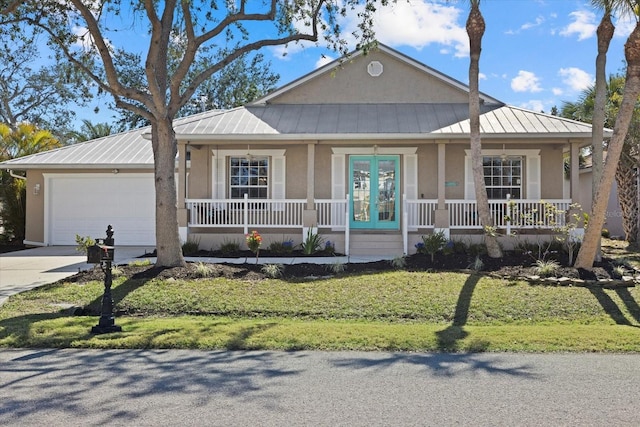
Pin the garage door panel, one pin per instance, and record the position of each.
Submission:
(87, 205)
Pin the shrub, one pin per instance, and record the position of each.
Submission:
(329, 248)
(284, 247)
(190, 247)
(399, 262)
(546, 268)
(229, 247)
(312, 243)
(337, 267)
(434, 242)
(203, 269)
(272, 270)
(83, 243)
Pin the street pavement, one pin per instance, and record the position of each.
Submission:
(220, 388)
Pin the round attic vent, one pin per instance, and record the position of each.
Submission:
(374, 68)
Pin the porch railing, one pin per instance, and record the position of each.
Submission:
(333, 213)
(246, 213)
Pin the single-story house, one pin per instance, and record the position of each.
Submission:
(372, 152)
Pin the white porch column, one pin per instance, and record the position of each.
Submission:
(310, 216)
(441, 220)
(182, 192)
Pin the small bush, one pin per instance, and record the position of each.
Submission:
(83, 243)
(329, 248)
(399, 262)
(337, 267)
(312, 243)
(203, 269)
(476, 265)
(434, 242)
(229, 247)
(285, 247)
(546, 268)
(272, 270)
(190, 247)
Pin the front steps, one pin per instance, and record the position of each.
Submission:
(378, 244)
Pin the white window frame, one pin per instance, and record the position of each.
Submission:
(220, 171)
(531, 160)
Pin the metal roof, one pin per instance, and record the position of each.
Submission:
(350, 121)
(325, 121)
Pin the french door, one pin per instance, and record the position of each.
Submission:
(373, 181)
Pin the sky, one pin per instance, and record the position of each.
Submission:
(536, 54)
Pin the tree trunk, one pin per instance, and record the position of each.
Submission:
(589, 247)
(165, 148)
(605, 34)
(475, 30)
(627, 180)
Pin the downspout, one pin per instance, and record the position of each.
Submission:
(16, 176)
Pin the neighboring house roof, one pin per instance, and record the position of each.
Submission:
(264, 120)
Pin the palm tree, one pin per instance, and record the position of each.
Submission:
(475, 30)
(589, 247)
(626, 173)
(25, 139)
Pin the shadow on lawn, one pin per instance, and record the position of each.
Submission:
(449, 338)
(612, 308)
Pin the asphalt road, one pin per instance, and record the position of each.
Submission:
(193, 388)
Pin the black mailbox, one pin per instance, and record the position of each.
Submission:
(99, 253)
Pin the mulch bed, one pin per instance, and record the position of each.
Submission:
(511, 266)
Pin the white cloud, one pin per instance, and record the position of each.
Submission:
(583, 25)
(86, 41)
(624, 26)
(527, 25)
(412, 23)
(418, 23)
(575, 78)
(526, 81)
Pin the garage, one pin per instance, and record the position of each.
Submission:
(86, 204)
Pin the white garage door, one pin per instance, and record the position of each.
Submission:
(86, 204)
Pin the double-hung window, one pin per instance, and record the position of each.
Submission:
(249, 175)
(502, 176)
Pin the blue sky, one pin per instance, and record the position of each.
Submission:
(536, 53)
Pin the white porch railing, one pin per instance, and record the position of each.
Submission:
(334, 214)
(246, 213)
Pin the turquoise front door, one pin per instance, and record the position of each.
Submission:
(373, 182)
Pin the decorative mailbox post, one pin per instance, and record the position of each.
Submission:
(102, 253)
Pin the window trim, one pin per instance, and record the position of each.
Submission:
(220, 170)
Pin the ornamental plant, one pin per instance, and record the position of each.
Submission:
(254, 240)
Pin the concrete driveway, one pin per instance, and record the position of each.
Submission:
(27, 269)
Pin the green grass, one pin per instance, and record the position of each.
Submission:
(409, 311)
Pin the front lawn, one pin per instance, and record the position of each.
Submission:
(393, 310)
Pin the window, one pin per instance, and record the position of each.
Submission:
(249, 175)
(502, 176)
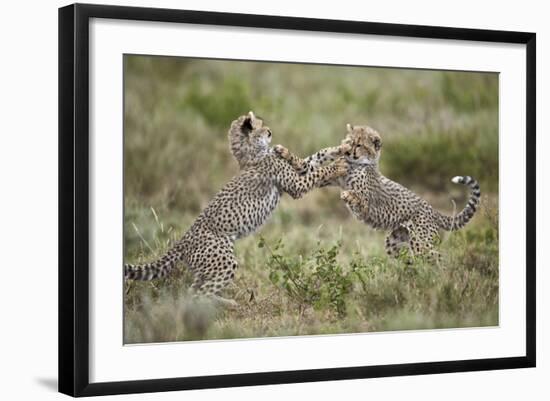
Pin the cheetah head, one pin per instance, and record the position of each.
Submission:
(365, 143)
(249, 138)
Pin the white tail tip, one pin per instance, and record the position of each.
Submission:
(457, 179)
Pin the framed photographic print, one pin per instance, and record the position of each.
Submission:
(251, 199)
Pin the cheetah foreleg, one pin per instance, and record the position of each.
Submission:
(302, 166)
(357, 205)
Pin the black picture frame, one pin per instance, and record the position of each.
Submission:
(74, 198)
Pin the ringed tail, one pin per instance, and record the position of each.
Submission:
(150, 271)
(452, 223)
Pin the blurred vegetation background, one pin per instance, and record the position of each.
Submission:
(434, 125)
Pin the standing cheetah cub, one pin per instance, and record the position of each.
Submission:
(382, 203)
(240, 208)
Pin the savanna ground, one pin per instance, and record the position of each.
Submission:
(312, 268)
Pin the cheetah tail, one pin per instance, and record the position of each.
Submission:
(451, 223)
(150, 271)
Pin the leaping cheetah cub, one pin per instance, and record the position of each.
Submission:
(240, 208)
(382, 203)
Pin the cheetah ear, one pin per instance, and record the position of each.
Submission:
(247, 123)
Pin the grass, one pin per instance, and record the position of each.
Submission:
(312, 269)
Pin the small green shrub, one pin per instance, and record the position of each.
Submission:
(319, 280)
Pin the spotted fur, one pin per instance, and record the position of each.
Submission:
(382, 203)
(240, 208)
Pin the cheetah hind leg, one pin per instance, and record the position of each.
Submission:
(210, 286)
(398, 241)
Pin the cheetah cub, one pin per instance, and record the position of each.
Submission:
(412, 222)
(240, 208)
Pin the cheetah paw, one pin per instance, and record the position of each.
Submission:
(349, 197)
(341, 166)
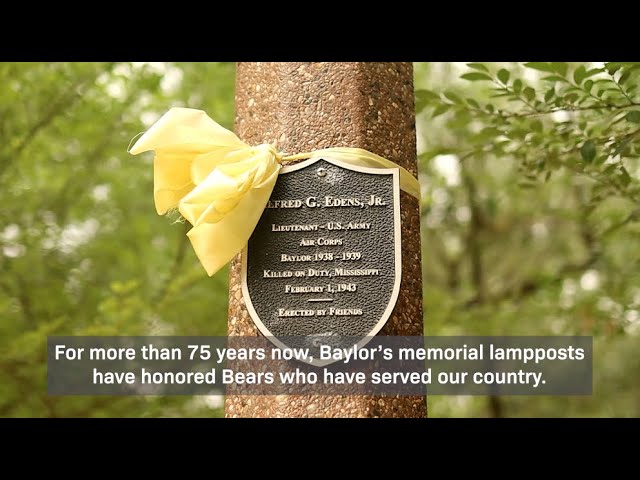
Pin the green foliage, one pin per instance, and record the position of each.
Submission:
(530, 220)
(530, 217)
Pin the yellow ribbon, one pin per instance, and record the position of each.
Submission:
(220, 184)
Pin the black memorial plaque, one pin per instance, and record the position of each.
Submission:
(324, 259)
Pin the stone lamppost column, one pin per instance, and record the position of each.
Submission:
(305, 106)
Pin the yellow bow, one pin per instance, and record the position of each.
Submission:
(220, 184)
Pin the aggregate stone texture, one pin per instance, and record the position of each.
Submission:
(303, 106)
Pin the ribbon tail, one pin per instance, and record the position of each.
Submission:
(217, 243)
(364, 158)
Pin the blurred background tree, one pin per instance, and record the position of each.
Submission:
(530, 221)
(530, 218)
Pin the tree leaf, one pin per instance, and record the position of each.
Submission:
(588, 85)
(503, 75)
(478, 66)
(517, 85)
(473, 103)
(633, 116)
(536, 126)
(588, 151)
(529, 93)
(579, 74)
(560, 68)
(440, 109)
(453, 97)
(555, 78)
(476, 76)
(549, 95)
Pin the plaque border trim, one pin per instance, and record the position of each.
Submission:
(395, 172)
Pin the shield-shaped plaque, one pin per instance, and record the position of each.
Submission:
(323, 265)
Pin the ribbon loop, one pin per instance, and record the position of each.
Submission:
(220, 184)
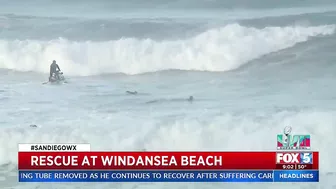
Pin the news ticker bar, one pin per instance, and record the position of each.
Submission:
(170, 176)
(167, 160)
(54, 147)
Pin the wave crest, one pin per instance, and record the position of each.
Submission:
(220, 49)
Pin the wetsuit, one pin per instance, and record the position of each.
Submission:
(54, 68)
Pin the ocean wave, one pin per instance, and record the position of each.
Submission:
(216, 50)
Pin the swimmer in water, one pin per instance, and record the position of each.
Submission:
(132, 92)
(190, 99)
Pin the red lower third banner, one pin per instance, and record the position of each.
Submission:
(168, 160)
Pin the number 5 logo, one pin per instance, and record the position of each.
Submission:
(306, 158)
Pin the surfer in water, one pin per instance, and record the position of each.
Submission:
(54, 69)
(132, 92)
(190, 99)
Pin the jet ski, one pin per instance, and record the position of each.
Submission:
(57, 80)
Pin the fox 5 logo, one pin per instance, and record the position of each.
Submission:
(295, 158)
(306, 158)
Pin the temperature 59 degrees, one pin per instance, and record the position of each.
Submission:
(294, 158)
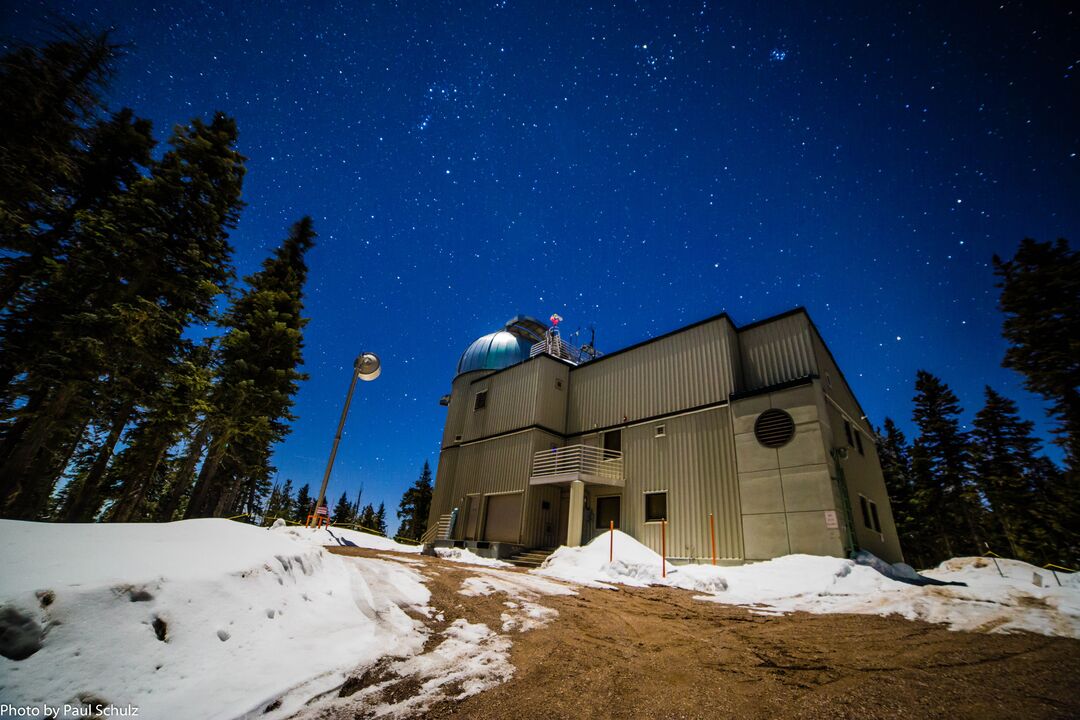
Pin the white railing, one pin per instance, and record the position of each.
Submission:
(556, 348)
(578, 460)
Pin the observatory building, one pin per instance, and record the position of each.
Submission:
(548, 444)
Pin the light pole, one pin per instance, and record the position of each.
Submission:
(367, 367)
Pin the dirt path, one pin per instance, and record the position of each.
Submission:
(658, 653)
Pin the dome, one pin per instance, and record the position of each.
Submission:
(494, 352)
(504, 348)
------------------------------------------------------------
## Request
Reproduce exactly the lines from the one with "Pin the red" to the bottom of the listing, both ends included, and nothing else. Skip the pictures.

## Result below
Pin the red lower third banner, one pin per instance, and record the position of each.
Submission:
(168, 160)
Pin the number 5 logo, one pin per instance, and record the position of each.
Submission:
(306, 158)
Pin the surfer in water, one pin per instance, and record the position of each.
Submission:
(54, 69)
(132, 92)
(190, 99)
Pin the jet ski, one pin per instance, and record the position of each.
Submission:
(57, 80)
Pin the fox 5 logo, one pin per instance, and record the position of each.
Submission:
(295, 158)
(306, 158)
Pin the temperature 59 degrees, one pin per instance, and record the position of each.
Submission:
(294, 158)
Pin the white railing, one pin per instance, and record the position of each.
Submission:
(556, 348)
(578, 460)
Pin the observatory building, one pin per instance, and record the position of each.
Submission:
(548, 444)
Pin the light pole, one pin per instance, and record the position of each.
Submission:
(367, 367)
Pin the dirt path, one pin per instance, and record the position of each.
Submission:
(658, 653)
Pin the dome, one pin per instance, and record the position of each.
Submission:
(494, 352)
(504, 348)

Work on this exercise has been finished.